======== Dataset excerpts ========

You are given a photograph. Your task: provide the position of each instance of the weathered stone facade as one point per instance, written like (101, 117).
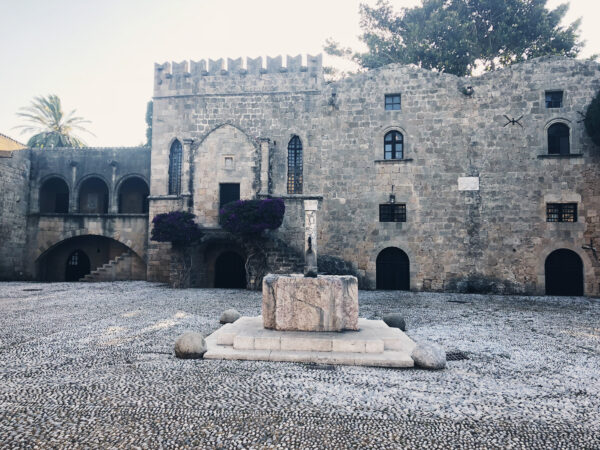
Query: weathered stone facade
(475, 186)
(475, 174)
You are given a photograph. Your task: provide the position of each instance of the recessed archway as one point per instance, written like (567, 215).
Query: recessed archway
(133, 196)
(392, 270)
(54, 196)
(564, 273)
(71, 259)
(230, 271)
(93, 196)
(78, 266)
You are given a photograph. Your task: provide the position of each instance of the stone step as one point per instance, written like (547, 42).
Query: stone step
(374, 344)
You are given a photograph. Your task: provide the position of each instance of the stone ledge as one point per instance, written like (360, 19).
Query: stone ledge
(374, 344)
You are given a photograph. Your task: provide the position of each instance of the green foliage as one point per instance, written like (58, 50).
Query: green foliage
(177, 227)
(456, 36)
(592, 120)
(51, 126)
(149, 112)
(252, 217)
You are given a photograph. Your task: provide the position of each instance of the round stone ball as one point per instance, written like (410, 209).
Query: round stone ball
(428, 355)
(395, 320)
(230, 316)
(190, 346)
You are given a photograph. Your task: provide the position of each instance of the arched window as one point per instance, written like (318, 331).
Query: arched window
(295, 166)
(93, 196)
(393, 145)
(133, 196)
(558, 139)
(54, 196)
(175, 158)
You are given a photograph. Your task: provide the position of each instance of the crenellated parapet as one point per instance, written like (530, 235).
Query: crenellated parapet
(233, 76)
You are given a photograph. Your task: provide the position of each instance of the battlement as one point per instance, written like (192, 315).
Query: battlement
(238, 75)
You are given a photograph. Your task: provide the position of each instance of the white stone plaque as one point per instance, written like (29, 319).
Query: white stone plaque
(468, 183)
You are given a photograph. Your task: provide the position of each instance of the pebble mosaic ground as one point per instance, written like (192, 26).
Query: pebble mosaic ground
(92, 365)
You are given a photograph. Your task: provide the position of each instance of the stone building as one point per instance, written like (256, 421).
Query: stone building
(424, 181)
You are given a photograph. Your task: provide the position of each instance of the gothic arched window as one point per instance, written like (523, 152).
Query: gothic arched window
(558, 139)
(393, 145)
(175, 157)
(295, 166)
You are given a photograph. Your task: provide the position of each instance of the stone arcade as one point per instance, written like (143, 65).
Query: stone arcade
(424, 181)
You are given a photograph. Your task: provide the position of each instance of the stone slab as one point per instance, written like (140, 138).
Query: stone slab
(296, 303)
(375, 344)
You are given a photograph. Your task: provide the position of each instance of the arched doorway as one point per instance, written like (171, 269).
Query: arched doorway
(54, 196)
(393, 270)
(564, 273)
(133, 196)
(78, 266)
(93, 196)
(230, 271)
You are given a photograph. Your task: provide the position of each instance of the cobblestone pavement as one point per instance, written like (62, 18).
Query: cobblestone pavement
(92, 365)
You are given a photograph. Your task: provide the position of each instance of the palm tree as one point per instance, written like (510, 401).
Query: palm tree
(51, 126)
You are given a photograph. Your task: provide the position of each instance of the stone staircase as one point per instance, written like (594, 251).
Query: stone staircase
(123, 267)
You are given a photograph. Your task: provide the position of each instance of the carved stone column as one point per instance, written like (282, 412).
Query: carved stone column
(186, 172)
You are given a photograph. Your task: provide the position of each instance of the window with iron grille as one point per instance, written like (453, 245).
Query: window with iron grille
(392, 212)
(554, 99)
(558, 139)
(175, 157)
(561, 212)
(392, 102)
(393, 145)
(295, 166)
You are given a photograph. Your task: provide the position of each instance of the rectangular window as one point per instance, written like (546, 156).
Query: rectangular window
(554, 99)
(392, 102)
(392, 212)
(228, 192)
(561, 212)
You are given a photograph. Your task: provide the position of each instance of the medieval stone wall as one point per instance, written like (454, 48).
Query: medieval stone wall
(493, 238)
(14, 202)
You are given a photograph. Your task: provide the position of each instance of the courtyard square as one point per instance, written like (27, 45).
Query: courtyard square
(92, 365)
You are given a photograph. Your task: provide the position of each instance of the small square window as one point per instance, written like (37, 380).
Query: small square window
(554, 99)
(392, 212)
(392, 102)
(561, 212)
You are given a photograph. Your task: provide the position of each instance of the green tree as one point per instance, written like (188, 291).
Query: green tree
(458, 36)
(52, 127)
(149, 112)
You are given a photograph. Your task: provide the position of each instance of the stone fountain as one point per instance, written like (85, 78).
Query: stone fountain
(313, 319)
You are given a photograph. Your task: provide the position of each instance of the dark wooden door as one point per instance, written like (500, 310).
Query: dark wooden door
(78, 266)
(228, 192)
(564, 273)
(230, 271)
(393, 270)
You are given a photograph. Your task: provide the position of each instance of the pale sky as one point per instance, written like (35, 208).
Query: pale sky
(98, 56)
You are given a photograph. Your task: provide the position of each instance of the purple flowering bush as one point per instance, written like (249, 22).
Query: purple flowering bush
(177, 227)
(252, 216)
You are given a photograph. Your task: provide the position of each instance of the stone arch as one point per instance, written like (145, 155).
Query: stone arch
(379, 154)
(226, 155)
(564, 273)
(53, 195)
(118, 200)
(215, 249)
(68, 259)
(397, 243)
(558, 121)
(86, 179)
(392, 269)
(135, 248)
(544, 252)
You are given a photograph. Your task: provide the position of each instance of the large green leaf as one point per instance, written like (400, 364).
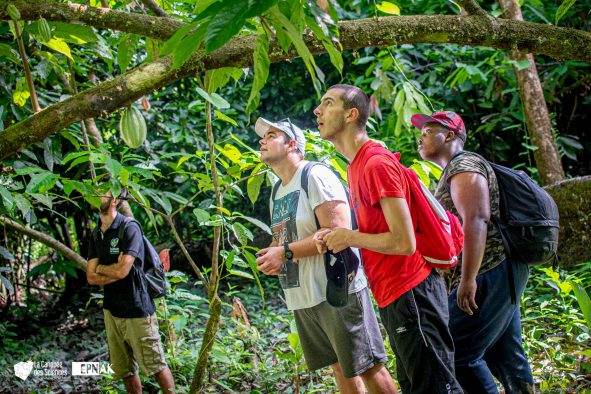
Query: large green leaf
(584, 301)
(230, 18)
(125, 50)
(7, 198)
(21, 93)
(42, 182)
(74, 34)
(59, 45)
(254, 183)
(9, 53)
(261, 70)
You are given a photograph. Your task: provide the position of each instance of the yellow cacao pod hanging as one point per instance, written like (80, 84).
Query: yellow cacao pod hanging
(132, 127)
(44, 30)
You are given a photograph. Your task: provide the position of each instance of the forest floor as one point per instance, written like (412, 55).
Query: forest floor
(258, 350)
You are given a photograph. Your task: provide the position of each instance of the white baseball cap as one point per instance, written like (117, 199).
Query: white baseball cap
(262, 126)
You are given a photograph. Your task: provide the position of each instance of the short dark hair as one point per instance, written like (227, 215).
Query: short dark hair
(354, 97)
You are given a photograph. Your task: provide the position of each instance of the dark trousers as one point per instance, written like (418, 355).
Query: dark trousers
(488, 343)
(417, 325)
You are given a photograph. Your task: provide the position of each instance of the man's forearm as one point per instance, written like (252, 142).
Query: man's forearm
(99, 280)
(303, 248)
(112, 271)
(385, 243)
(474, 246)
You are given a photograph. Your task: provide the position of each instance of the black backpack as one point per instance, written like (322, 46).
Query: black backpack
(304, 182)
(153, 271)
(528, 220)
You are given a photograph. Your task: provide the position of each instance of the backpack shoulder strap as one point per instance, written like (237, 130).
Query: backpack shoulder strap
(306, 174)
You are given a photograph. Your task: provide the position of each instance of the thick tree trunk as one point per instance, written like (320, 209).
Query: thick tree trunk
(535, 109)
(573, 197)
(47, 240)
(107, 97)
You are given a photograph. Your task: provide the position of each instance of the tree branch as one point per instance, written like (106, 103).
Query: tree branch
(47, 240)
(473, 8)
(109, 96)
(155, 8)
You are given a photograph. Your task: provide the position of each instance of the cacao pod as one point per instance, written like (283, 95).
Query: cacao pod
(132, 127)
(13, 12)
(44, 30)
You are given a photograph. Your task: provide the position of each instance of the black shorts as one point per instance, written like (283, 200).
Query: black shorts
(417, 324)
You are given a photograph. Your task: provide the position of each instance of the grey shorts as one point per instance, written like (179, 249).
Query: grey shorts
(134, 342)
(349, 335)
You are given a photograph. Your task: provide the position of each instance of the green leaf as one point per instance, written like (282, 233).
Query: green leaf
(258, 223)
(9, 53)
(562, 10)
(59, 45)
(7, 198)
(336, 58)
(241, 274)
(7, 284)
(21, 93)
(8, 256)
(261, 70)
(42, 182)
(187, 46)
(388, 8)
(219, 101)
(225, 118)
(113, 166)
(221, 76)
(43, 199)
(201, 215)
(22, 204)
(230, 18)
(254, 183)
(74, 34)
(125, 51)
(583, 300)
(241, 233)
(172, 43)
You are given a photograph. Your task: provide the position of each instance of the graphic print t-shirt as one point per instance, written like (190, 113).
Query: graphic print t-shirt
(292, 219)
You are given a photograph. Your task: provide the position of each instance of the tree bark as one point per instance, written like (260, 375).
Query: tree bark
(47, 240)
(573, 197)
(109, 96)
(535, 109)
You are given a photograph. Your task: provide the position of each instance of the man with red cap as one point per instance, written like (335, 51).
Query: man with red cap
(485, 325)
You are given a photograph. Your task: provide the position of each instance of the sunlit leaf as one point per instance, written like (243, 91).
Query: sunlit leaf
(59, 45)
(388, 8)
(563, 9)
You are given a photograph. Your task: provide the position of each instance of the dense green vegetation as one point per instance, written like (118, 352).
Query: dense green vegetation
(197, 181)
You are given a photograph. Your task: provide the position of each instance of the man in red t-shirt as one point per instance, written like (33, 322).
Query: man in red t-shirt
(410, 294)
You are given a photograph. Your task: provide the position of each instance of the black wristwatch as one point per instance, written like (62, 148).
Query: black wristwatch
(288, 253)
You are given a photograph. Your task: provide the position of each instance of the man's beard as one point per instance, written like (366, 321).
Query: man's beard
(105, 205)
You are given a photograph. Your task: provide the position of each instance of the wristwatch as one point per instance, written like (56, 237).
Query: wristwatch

========

» To do:
Reproduce exactly, and only, the part of the listing above that begins at the line with "Query: pebble mosaic ground" and goes on through the line with "like (546, 156).".

» Exercise answer:
Query: pebble mosaic ground
(92, 365)
You are given a photograph. Your task: provide the position of each instance of the stone building as one point per instance, written like (256, 421).
Query: stone building
(424, 181)
You are given a photograph. Your task: provide the position of each instance of the gothic arched window as one point per instance, written like (523, 152).
Query: gothic arched window
(558, 139)
(393, 145)
(175, 157)
(295, 166)
You are given a photograph. Your task: provide the position of each instance of the stone arcade as one point per instance, written like (143, 65).
Query: stone arcade
(424, 181)
You are given a photograph. Your task: provide the position of each instance of the stone slab as one point per instance, written like (140, 138).
Query: stone slab
(296, 303)
(375, 344)
You are given a photograph. Your task: provide the position of each instance of the arched doorway as one point per instance, written like (171, 269).
Query: arched doorway
(54, 196)
(393, 270)
(564, 273)
(133, 196)
(78, 266)
(93, 196)
(230, 271)
You are given a photograph. Your task: provide the position of each instance of the cobblestone pavement as one point per instance, written like (62, 18).
Query: cobblestone pavement
(92, 365)
You are given a photograph. Your task: provide the position of each instance of the palm tree as one point per instance, written like (510, 401).
Query: palm tree
(51, 126)
You are given a photograph. Your task: provide the position of each instance of the stone staircase as one point per instance, written like (594, 251).
Query: stone staircase
(123, 267)
You are given a photograph. Your task: provide the position of each instance of the carved stone column as one point per instance, written like (282, 412).
Query: carved stone column
(186, 172)
You are given a photograph. Your task: provide the position of each instance of the window with iron grille as one point per instance, written like (453, 245).
Query: window with iron grille
(392, 212)
(554, 99)
(558, 139)
(175, 157)
(561, 212)
(392, 102)
(393, 145)
(295, 166)
You are given a photograph. Your task: provide the position of each instance of the rectangular window as one point per instance, written like (546, 156).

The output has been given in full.